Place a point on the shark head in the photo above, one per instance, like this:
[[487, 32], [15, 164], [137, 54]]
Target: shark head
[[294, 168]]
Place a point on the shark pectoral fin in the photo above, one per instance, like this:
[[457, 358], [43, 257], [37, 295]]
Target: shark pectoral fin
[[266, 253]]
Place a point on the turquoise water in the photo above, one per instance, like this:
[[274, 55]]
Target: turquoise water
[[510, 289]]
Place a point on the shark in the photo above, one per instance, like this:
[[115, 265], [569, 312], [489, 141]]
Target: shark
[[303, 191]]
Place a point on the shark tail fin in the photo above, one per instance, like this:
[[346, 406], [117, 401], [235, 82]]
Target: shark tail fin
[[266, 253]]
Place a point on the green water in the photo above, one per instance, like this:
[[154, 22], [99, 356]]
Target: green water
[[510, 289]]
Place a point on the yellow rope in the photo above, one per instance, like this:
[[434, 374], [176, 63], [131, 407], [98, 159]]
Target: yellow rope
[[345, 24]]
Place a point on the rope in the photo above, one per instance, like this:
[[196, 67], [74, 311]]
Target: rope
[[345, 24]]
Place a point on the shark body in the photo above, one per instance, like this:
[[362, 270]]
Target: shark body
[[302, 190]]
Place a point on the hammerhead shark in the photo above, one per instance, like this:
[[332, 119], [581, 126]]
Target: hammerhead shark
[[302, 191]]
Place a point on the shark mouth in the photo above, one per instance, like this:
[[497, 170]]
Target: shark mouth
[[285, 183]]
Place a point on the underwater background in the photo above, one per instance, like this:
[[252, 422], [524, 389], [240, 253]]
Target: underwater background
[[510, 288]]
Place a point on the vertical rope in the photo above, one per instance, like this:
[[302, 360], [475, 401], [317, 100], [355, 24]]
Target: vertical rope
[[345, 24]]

• • • • •

▶ **PROBLEM**: Using the data above, output each line exactly.

▶ **ANSWER BELOW**:
Place a point on the shark head in the photo above, one per instance, like this:
[[487, 32], [15, 164], [137, 54]]
Target: shark head
[[294, 168]]
Place a point on the shark pectoral fin in the photo above, one per instance, like this:
[[457, 358], [43, 257], [37, 295]]
Target: shark pectoral fin
[[266, 253]]
Place a point on the turquoise water in the photo above, one per instance, like this:
[[274, 55]]
Target: turquoise water
[[510, 289]]
Place a point on the shark in the photo above, one per instance, like this:
[[115, 265], [569, 312], [489, 141]]
Target: shark
[[303, 191]]
Place a point on the shark tail fin in the photo above, one per instance, like this:
[[346, 406], [117, 401], [235, 82]]
Target: shark tail fin
[[266, 253]]
Place a point on the green water in the photo above, one per instance, like this:
[[154, 22], [99, 356]]
Target: green water
[[510, 289]]
Place a point on the yellow rope in the photo above, one per instance, like this:
[[434, 374], [176, 63], [131, 407], [98, 159]]
Target: yellow rope
[[345, 24]]
Place a point on the rope in the photo above, one per instance, like this:
[[196, 67], [74, 311]]
Target: rope
[[345, 24]]
Place a point on the shark body in the photo above, one per instance, like this:
[[362, 270]]
Target: shark body
[[302, 190]]
Place a point on the hammerhead shark in the photo above, one per instance, like this:
[[332, 119], [581, 126]]
Target: hammerhead shark
[[302, 191]]
Place a point on the shark mouth in the photo above, one per instance, like this:
[[497, 170]]
Target: shark mouth
[[285, 183]]
Place a point on the underwater background in the photo above, one per instance, like this:
[[252, 422], [524, 389], [240, 253]]
Target: underwater background
[[510, 288]]
Place a point on the vertical rope in the photo above, one per instance, like this:
[[302, 360], [475, 401], [317, 100], [355, 24]]
Target: vertical rope
[[345, 24]]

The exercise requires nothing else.